• EXTRACTED INFORMATION:
========================================
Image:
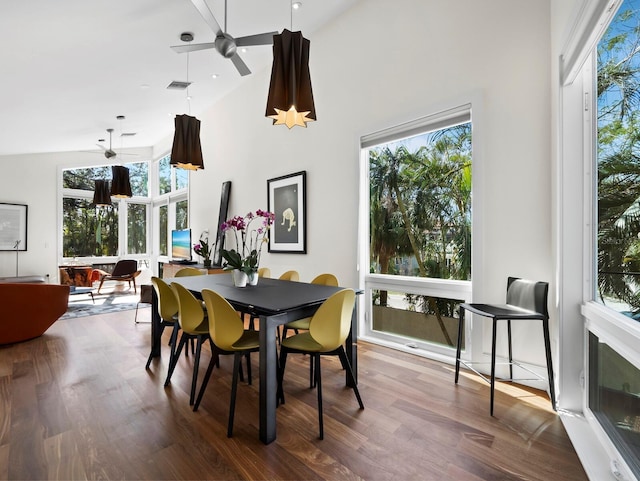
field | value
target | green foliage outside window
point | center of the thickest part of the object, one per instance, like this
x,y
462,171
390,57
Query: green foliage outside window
x,y
618,161
136,228
88,231
420,201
========================================
• ACTION ITEM:
Across the whole listing, reproduce each line verbatim and exclude every picture.

• SOLUTION FOR THIS TASK:
Image:
field | value
target | green foliage outside window
point | center of the thickest part of the object, one per instance, like this
x,y
462,171
390,57
Query: green foliage outside window
x,y
618,161
136,228
88,231
420,201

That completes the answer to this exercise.